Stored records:
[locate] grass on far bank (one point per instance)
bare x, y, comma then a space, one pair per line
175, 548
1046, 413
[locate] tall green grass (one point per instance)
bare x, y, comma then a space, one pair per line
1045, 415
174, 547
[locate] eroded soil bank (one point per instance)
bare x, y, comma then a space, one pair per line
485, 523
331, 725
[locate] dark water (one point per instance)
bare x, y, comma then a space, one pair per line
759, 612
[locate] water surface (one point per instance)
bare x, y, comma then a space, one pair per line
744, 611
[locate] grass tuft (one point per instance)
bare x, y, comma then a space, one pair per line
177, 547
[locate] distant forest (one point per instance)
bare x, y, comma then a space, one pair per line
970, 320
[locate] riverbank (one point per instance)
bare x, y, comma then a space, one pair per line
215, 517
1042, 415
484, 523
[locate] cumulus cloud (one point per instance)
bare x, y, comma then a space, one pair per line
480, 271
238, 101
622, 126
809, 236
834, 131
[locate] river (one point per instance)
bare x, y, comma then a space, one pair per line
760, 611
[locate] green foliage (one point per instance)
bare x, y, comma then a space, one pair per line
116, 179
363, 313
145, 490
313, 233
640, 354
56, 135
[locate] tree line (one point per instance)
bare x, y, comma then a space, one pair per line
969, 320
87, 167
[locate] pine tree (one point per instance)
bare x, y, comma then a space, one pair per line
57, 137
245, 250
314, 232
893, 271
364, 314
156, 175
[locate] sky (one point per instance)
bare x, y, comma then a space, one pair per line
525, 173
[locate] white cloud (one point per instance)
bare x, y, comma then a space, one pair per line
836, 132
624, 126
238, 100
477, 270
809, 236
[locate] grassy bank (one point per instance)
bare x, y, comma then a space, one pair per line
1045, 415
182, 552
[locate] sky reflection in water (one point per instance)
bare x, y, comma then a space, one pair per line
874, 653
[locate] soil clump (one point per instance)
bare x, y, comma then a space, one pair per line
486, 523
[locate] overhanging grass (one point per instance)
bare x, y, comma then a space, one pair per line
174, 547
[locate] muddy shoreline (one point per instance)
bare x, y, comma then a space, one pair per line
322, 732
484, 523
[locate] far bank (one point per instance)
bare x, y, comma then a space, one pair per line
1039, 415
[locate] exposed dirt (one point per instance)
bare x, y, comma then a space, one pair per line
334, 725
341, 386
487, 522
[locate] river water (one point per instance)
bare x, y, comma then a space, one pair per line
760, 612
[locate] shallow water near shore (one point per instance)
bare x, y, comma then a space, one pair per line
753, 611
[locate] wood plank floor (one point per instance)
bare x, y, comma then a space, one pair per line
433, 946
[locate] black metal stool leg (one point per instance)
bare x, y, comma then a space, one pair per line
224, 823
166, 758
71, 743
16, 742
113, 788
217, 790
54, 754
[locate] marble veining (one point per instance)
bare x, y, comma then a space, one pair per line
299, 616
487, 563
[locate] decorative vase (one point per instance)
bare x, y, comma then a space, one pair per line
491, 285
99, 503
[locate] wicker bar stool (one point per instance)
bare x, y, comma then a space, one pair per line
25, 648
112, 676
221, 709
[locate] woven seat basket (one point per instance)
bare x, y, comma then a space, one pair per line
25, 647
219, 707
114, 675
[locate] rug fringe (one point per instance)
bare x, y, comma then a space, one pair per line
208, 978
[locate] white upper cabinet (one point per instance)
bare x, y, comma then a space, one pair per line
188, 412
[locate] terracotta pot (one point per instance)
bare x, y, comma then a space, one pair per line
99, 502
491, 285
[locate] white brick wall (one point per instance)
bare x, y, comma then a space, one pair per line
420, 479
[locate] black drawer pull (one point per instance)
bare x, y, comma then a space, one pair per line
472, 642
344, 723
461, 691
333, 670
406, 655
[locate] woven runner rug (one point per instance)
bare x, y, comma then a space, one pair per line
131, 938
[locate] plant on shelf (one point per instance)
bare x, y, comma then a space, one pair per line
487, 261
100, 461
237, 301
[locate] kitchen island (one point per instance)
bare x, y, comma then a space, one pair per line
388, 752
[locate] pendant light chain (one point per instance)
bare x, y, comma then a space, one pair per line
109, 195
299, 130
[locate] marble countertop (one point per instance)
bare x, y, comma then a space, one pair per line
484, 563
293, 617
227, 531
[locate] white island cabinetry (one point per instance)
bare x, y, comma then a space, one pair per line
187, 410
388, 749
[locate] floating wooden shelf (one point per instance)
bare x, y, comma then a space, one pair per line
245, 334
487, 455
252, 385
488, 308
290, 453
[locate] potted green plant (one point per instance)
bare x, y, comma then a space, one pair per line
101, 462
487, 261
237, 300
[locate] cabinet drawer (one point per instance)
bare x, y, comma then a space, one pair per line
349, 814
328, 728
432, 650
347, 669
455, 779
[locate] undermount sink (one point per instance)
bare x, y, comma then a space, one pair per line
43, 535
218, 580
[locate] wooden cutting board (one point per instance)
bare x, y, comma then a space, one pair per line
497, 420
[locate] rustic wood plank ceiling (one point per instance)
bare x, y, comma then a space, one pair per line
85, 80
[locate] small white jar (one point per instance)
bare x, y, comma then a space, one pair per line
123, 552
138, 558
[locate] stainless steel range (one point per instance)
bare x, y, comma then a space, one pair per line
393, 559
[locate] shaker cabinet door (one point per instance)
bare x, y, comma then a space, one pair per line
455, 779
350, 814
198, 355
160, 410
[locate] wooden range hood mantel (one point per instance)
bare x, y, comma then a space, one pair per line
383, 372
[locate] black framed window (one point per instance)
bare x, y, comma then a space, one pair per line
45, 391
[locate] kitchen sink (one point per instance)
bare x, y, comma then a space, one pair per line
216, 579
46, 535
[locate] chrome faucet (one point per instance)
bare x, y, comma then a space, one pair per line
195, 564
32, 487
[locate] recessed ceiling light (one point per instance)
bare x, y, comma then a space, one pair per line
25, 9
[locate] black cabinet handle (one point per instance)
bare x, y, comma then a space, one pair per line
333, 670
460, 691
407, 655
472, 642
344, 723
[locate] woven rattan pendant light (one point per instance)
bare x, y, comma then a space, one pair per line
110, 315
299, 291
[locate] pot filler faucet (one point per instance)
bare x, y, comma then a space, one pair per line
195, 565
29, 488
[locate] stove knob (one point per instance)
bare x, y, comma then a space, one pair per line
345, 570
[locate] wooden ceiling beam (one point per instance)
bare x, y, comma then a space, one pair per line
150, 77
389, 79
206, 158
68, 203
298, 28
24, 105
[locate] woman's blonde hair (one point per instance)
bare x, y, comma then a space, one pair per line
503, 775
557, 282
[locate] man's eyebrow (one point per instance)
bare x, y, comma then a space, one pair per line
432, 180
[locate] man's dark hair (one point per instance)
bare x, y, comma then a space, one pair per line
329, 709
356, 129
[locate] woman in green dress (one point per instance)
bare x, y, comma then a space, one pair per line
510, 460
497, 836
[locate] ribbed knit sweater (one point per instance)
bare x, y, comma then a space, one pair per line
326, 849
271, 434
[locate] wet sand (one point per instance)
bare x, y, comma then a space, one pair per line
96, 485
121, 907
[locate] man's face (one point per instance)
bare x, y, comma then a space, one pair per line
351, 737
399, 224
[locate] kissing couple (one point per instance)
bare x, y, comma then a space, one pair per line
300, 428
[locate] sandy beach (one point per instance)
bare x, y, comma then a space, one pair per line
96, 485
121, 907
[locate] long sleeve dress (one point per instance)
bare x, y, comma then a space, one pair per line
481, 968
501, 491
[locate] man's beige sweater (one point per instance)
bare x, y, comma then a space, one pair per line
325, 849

Problem statement: What is the number of lines in the data that include the word "green"? State only that number.

The answer: 4